# Data records
——————

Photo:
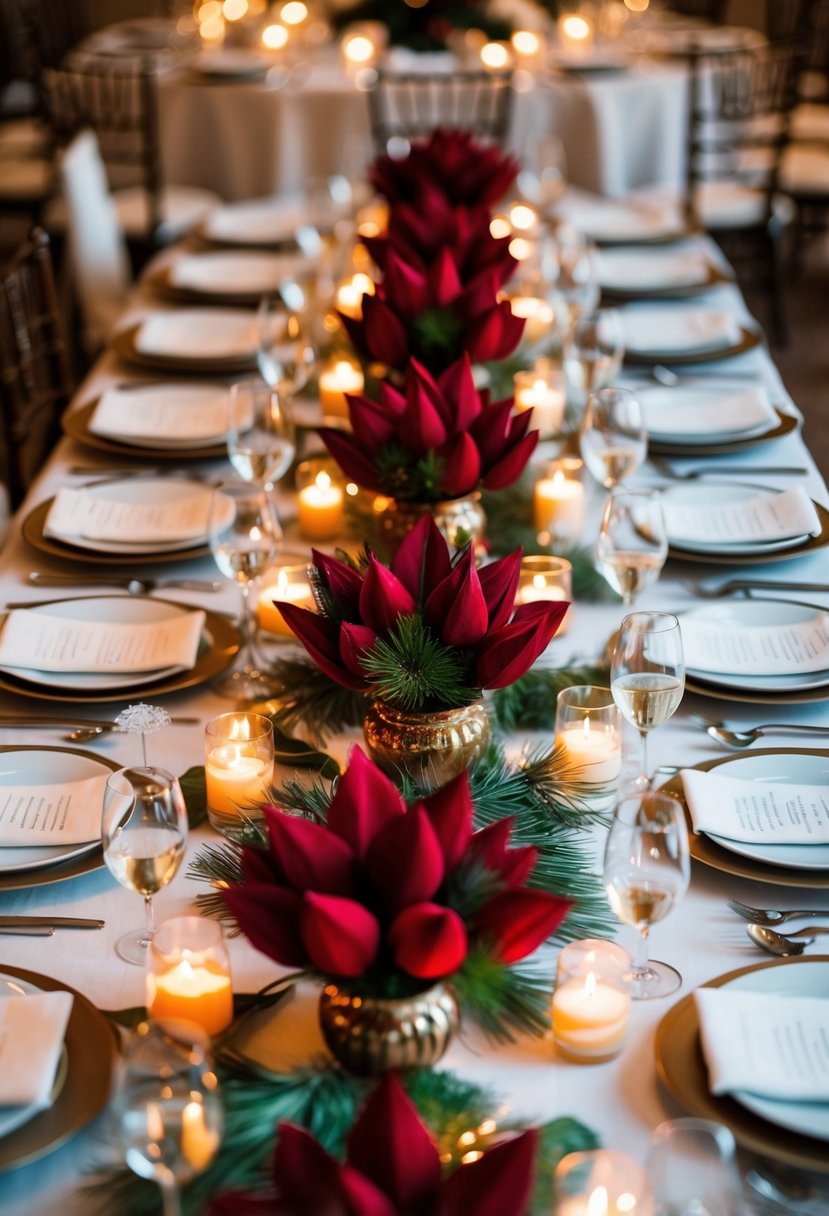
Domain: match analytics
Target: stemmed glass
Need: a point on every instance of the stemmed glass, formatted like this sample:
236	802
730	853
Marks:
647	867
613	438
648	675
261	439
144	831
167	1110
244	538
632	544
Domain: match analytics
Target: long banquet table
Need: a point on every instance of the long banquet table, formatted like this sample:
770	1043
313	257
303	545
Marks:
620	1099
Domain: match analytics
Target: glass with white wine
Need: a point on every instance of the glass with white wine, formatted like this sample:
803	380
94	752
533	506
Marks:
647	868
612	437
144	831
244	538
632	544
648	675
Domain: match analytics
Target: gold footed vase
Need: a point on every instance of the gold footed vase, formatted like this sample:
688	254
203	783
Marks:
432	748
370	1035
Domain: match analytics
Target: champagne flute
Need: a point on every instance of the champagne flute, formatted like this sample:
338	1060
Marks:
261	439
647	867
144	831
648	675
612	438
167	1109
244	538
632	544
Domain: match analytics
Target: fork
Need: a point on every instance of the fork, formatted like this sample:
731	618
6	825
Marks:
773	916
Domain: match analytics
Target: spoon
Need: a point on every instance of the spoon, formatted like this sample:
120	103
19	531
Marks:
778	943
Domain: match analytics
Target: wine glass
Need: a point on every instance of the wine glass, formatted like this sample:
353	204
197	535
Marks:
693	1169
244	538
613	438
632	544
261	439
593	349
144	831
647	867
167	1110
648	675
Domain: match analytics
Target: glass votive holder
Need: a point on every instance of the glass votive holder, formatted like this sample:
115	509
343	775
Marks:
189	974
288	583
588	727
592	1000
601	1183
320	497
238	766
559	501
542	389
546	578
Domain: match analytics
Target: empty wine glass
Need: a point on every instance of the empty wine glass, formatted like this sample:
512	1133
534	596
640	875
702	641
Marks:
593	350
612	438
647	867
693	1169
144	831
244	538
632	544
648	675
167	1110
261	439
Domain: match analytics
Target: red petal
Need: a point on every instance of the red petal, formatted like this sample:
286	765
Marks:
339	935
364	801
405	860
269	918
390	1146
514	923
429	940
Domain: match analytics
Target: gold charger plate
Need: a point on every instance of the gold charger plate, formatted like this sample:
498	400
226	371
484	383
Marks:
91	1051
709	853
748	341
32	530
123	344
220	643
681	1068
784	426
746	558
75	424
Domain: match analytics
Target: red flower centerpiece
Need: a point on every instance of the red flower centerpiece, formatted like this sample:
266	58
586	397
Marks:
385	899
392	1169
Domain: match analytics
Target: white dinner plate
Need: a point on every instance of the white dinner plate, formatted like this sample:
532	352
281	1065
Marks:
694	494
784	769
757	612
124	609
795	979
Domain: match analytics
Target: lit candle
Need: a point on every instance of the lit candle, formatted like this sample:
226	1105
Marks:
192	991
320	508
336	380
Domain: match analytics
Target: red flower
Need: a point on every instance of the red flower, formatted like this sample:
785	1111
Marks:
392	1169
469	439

——————

# Exercise goal
How many lines of the material above contain the word "spoon"? Reply with the number alone.

# The completed task
2